Your instructions – Please rewrite the items below with every occurrence of "spreadsheet export" swapped for "table export" and nothing else changed.

-- Data in this exercise start --

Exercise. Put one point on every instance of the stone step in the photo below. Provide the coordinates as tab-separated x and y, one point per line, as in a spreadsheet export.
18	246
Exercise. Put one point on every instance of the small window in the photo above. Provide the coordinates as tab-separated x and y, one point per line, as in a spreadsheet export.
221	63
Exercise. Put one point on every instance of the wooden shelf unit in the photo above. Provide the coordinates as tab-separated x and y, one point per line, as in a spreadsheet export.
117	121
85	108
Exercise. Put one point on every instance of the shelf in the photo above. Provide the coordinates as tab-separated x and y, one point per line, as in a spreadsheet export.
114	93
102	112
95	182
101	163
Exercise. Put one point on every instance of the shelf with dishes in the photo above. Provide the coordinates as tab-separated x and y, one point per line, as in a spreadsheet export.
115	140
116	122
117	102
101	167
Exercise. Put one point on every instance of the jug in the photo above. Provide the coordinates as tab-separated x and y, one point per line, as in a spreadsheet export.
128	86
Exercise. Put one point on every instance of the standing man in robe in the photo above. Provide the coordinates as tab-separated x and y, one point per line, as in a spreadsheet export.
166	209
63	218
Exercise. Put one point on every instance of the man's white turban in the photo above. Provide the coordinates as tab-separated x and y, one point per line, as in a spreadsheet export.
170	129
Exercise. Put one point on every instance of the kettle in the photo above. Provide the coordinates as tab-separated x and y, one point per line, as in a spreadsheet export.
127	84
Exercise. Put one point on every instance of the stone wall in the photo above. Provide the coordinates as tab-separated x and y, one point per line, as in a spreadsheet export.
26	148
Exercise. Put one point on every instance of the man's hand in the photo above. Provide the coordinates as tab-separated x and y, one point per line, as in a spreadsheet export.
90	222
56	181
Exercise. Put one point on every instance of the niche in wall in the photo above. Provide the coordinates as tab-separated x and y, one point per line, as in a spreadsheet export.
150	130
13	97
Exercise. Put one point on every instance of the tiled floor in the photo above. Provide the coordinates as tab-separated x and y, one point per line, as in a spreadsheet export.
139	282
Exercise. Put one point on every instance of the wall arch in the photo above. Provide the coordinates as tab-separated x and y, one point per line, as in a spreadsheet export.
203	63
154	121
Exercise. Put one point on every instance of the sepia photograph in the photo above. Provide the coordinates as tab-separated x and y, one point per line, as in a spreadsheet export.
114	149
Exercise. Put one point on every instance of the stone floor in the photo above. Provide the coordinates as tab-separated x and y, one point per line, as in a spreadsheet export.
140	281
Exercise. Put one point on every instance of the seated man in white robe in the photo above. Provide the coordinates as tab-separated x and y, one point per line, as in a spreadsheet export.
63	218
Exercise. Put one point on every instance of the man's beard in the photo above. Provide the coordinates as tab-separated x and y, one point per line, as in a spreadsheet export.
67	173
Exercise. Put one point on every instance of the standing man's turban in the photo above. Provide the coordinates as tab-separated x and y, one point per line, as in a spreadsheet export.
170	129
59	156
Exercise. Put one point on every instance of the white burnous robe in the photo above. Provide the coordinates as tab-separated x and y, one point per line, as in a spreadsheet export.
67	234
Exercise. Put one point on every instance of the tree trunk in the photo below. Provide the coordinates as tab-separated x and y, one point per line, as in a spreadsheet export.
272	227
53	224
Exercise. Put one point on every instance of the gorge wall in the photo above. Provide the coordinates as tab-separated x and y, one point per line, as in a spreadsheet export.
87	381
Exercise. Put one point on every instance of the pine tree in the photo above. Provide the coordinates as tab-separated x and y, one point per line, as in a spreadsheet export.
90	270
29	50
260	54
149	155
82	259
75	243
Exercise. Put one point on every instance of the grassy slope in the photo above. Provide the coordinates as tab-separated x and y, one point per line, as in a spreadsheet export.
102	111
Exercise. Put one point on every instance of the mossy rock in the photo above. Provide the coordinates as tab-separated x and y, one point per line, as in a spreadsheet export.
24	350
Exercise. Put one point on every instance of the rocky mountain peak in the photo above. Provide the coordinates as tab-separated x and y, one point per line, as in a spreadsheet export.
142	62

-- Data in this exercise end --

Result of the task –
Exercise. Put one point on every instance of the stone step in the photo below. Provide the coordinates as tab-separated x and y, one point per line, as in a table export.
18	246
Exercise. Put one point on every instance of the small window in the photo above. Provide the coordinates as tab-separated x and y, one point per line, as in a table export.
221	63
Exercise. Put one point on every instance of the wooden shelf unit in the photo above. Provide the coordinates as tab-separated x and y, one point per line, as in a table export.
117	121
85	108
Exercise. Put one point on every instance of the shelf in the photo above. Provide the coordinates as tab-separated x and y, one point per line, as in a table export.
114	93
102	112
95	182
101	163
Exercise. Put one point on every instance of the shelf with dishes in the photo above. Provide the coordinates as tab-separated x and y, one point per line, as in a table export.
115	140
116	122
117	102
101	167
Exercise. Put one point on every instance of the jug in the photo above. Provide the coordinates as tab-separated x and y, one point per line, as in a table export.
128	86
Exercise. Put one point on every instance of the standing man in robe in the photo above. Provide the coordinates as tab-separated x and y, one point per line, as in a table export.
166	209
63	218
Exercise. Put one point on every instance of the man's white turban in the photo above. Provide the coordinates as tab-separated x and y, one point per line, as in a table export.
170	129
Exercise. Put one point on every instance of the kettle in the photo above. Provide the coordinates as tab-separated x and y, one point per line, as in a table export.
127	84
Exercise. Put one point on every instance of the stone wall in the photo above. Provide the coordinates as tab-separated x and y, one point per line, as in a table export.
26	148
Exercise. Put one point on every instance of the man's hand in the photo above. Provide the coordinates as tab-separated x and y, one point per line, as in a table export.
90	222
56	181
Exercise. Put one point on every instance of the niche in wall in the photo above. Provide the coordinates as tab-separated x and y, one point per line, as in a table export.
150	130
13	97
Exercise. Put one point on every instance of the tiled floor in the photo above. Provide the coordinates as tab-separated x and y, one point per line, as in a table export.
139	282
Exercise. Put one point on every instance of the wall arch in the photo above. Provide the coordinates as tab-separated x and y, one point per line, as in a table export.
203	63
154	121
Exercise. Put one point on every instance of the sepia photograph in the photo above. Provide the coordinates as tab-separated x and y, one point per line, as in a table export.
114	149
Exercise. Put one point on every instance of the stone floor in the photo above. Provide the coordinates as tab-separated x and y, one point per line, as in a table export.
140	281
Exercise. Put one point on every instance of the seated man in white robe in the photo above. Provide the coordinates as tab-separated x and y, one point per line, as in a table export.
63	218
Exercise. Put one point on every instance of the man's beard in the photo above. Provide the coordinates as tab-separated x and y, one point per line, as in a table export.
67	173
Exercise. Put one point on every instance of the standing man's turban in the photo above. Provide the coordinates as tab-separated x and y, one point per line, as in a table export.
170	129
59	156
Exercise. Put one point on every instance of the white burnous robe in the photo above. Provide the coordinates as tab-separated x and y, one point per line, as in a table export.
67	234
Exercise. Put one point on every instance of the tree trunk in the photo below. Provide the coordinates as tab-separated x and y, one point per line, as in a table export.
272	227
53	224
Exercise. Put one point on every instance of the gorge wall in the photo above. Provide the coordinates as tab-separated x and y, one point per line, as in a table export.
87	381
Exercise. Put one point on every instance of the pine tree in the photo above. Provide the coordinates as tab-separated x and y, one point per line, as in a table export.
90	270
29	50
260	54
149	155
82	259
75	243
Exercise. Put one point on every instance of the grassy slope in the photo above. Provide the coordinates as tab-separated x and y, one point per line, as in a table export.
102	111
Exercise. Put one point on every instance of the mossy rock in the photo above. Provide the coordinates as tab-separated x and y, one point per line, as in a table export.
24	350
Exercise. Put one point on every instance of the rocky mountain peak in the photo above. Provide the coordinates as tab-separated x and y, one point per line, as in a table export.
142	62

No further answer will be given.